| DATA FOR THIS TASK |
━━━━━━━━
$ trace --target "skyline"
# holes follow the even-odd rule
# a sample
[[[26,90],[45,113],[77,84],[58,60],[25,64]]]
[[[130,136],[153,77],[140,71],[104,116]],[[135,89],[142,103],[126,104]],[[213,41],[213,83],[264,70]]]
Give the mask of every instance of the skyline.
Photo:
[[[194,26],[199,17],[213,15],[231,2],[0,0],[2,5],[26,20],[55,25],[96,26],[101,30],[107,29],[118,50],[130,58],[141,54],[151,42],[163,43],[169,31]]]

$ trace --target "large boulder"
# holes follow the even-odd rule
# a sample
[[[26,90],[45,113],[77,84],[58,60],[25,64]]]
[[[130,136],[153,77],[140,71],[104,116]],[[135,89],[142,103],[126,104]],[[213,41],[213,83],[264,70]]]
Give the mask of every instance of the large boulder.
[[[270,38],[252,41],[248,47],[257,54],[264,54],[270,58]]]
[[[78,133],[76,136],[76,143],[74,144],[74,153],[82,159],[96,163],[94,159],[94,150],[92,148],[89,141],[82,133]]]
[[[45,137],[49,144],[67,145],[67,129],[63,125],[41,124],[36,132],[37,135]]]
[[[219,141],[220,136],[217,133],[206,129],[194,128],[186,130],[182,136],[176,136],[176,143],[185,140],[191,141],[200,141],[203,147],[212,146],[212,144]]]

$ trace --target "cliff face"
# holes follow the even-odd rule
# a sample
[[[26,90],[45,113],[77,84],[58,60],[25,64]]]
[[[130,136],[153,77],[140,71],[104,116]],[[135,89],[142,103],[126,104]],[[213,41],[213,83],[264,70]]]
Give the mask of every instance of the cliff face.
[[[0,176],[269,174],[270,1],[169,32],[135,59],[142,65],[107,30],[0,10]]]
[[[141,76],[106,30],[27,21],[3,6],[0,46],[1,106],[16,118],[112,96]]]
━━━━━━━━
| GOAL OF THE EXERCISE |
List each line in the records that contains the word "every".

| TASK RESPONSE |
Give the mask of every instance of the skyline.
Give the mask of every instance of the large boulder.
Give the mask of every instance of the cliff face.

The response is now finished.